● **Passage provided**
════
Dataworks Enterprise Publishing System

Dataworks Enterprise Publishing System is a full-featured platform independent publishing system.

Dataworks Enterprise Publishing System allows users to publish information via a central server to a distribution system.

Clients can use Dataworks Enterprise to directly expose data onto the distribution system using the distribution system plug-in. However, where there are a large number of users wishing to publish data or where the published data has to be combined into a small number of sources, this is achieved using the central publishing server provided. This provides system managers with better control of published data and the use of the distribution system as a whole.

The publishing system consists of two standard Dataworks Enterprise components, The Publishing Server and The Publishing Client. The Publishing Server accepts connections, using TCP virtual circuit technology, from one or more Publishing Clients. Publishing Clients monitor their local Cache for new sources. When a source application creates a source, it can mark the source to be published (see the SourceType property). The Publishing Client passes the information associated with these sources to the Publishing Server. The Publishing Server mounts the source on its local Cache, marking it to be exposed to the distribution system. In this way, the source becomes available to existing subscribers. In addition, The Publishing Server can perform a range of processes on the incoming data such as combining the data from multiple clients into a single source and applying permissions.

The Components of Dataworks Enterprise Publishing System

The Publishing Client interacts with the underlying Cache message streams through standard COM interfaces. It takes data from the system prior to the application of local caching algorithms. As a result, The Publishing Client does not maintain separate Cache copies of data passed to the server. This considerably reduces the processing and memory overhead of this component.

Publishing User Interface

In most installations The Publishing Client and Server are launched by the launcher application and are hidden by default. When shown, via the launcher task dialog, the components display a message log. Right clicking on the message log offers the option to clear the log. In addition, The Publishing Server displays a pair of tree views of its internal content, one sorted according to its currently connected clients and the other by the sources which it has mounted. For each client, there is a list of sources to which the client is connected. For each source, there is a list of clients connected to that source and a list of permanent supported by The Publishing Server on that source. From this interface permanent items can be deleted by selected the item in question, right clicking and selecting the ‘Delete…’ option.
════
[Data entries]
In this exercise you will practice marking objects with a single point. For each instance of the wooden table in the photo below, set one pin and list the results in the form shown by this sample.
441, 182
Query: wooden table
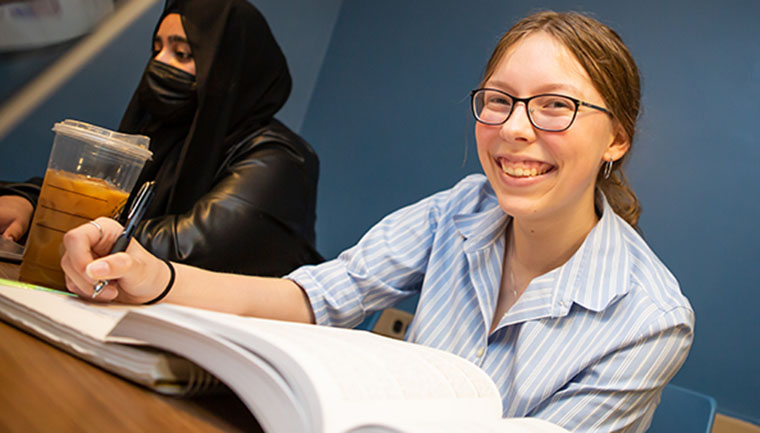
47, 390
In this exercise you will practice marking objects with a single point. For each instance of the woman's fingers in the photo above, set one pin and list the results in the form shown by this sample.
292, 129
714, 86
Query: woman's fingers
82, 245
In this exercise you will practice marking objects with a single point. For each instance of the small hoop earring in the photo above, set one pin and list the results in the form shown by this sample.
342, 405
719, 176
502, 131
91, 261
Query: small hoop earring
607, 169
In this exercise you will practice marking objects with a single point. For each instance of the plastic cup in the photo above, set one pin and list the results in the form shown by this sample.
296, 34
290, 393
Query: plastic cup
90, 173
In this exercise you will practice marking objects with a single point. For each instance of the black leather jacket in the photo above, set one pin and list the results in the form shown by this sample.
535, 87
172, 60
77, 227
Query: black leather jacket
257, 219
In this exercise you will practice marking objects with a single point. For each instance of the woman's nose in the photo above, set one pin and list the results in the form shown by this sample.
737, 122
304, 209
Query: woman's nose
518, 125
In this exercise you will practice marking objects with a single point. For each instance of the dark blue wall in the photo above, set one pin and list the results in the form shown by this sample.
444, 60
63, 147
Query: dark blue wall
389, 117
════
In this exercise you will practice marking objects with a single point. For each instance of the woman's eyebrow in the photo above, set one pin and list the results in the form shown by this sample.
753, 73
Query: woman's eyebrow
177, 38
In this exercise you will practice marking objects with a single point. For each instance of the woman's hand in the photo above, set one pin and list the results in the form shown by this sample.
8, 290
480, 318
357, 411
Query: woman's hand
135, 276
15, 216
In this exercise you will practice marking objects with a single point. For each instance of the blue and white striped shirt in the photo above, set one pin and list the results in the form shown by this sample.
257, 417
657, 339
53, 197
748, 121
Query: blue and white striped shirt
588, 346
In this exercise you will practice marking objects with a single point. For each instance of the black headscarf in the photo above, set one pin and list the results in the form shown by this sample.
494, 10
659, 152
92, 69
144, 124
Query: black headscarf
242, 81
════
● **Short exercise**
Rewrite the Dataworks publishing text starting with "Dataworks Enterprise Publishing System is" and going on through "as a whole.", changing "distribution system" to "delivery network". Answer using only the Dataworks publishing text.

● **Response to this exercise**
Dataworks Enterprise Publishing System is a full-featured platform independent publishing system.

Dataworks Enterprise Publishing System allows users to publish information via a central server to a delivery network.

Clients can use Dataworks Enterprise to directly expose data onto the delivery network using the delivery network plug-in. However, where there are a large number of users wishing to publish data or where the published data has to be combined into a small number of sources, this is achieved using the central publishing server provided. This provides system managers with better control of published data and the use of the delivery network as a whole.